Brief => Rewrite the lines below with every "query" changed to "label" and nothing else altered. Omit the picture from your output.

Data for this task =>
------------------------------------------------

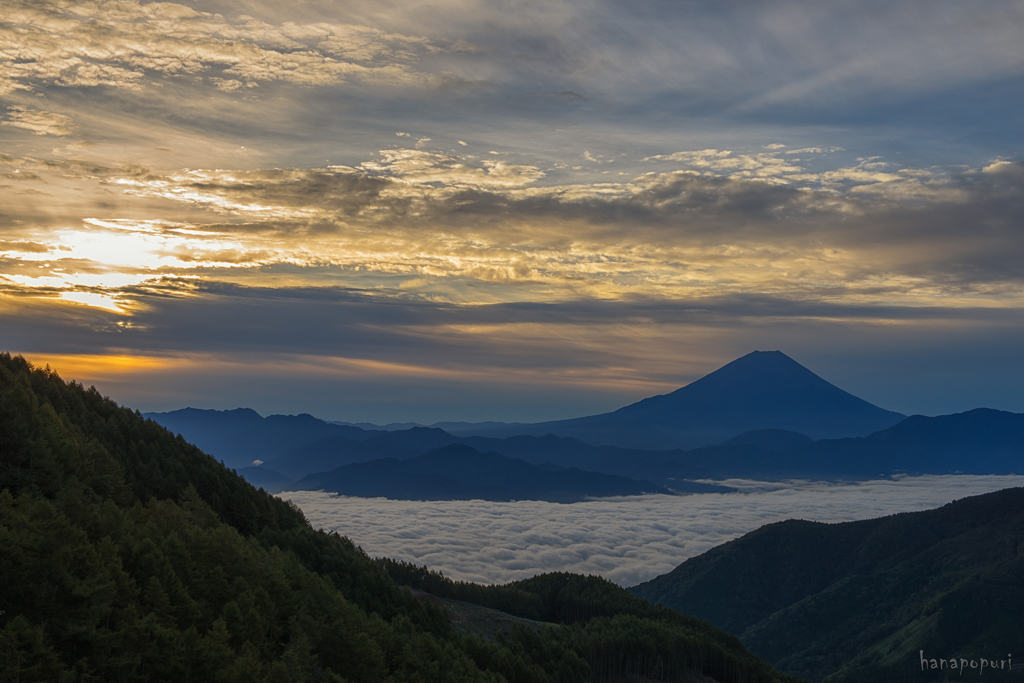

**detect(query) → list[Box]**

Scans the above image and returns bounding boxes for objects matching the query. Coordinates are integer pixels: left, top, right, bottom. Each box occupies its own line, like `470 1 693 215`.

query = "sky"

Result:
281 475 1024 587
0 0 1024 423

------------------------------------------------

Response =>
**detect(label) → list[Box]**

Scans the above image and returns bounding boxes for objects matching the label. Coordinates are integer pixels: left, top, right, bottom. Each box occupies its own line, like `470 1 693 215`.

label = "sky"

Result:
281 475 1024 587
0 0 1024 423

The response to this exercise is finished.